_THE PROBLEM_. When the line containing "Target: snow-covered ground" appears in the data below, begin copying there and stop only after the line containing "the winter forest.".

▼

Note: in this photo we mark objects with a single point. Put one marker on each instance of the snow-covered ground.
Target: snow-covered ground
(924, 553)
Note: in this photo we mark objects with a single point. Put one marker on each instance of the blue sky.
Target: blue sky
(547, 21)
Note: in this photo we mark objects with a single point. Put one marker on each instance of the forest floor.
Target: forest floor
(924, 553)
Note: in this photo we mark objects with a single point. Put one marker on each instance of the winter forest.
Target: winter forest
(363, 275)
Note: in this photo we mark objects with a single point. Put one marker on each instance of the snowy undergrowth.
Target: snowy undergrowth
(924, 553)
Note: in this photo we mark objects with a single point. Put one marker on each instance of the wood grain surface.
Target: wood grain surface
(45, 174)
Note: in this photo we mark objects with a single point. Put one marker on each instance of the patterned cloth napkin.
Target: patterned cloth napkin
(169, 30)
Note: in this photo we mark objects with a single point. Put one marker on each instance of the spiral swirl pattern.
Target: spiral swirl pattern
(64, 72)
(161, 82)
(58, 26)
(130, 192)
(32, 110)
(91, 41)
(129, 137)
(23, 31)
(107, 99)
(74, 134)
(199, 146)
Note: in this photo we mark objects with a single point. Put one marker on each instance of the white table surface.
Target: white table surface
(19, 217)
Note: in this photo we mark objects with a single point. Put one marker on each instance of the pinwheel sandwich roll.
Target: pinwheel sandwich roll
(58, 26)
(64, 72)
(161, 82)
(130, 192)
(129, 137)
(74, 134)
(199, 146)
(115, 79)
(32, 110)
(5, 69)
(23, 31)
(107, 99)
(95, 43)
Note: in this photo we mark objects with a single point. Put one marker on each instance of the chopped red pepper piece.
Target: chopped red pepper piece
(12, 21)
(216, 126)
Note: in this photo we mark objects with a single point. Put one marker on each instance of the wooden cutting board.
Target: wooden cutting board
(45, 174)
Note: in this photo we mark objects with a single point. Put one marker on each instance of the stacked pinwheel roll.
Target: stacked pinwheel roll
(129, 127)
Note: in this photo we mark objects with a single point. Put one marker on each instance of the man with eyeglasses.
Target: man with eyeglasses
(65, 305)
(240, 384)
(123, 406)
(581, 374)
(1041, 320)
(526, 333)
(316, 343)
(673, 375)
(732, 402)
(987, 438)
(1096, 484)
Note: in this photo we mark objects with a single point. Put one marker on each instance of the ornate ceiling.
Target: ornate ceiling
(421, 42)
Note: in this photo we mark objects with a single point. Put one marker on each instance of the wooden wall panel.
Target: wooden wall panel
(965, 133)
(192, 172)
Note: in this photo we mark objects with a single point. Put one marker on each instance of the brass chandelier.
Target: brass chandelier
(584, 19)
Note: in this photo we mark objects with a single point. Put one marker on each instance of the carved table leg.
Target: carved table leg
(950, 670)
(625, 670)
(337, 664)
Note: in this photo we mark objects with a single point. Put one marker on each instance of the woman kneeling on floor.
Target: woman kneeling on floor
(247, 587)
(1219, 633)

▲

_EXPECTED OUTPUT_.
Target: snow-covered ground
(924, 553)
Note: in this photo we mark objects with a single point. Put one marker on each instance of the blue sky.
Target: blue sky
(547, 21)
Note: in this photo we mark objects with a single point. Put one marker on each instance of the forest floor.
Target: forest floor
(924, 553)
Note: in this photo we mark objects with a single point. Put one marker on each instance of the winter forest.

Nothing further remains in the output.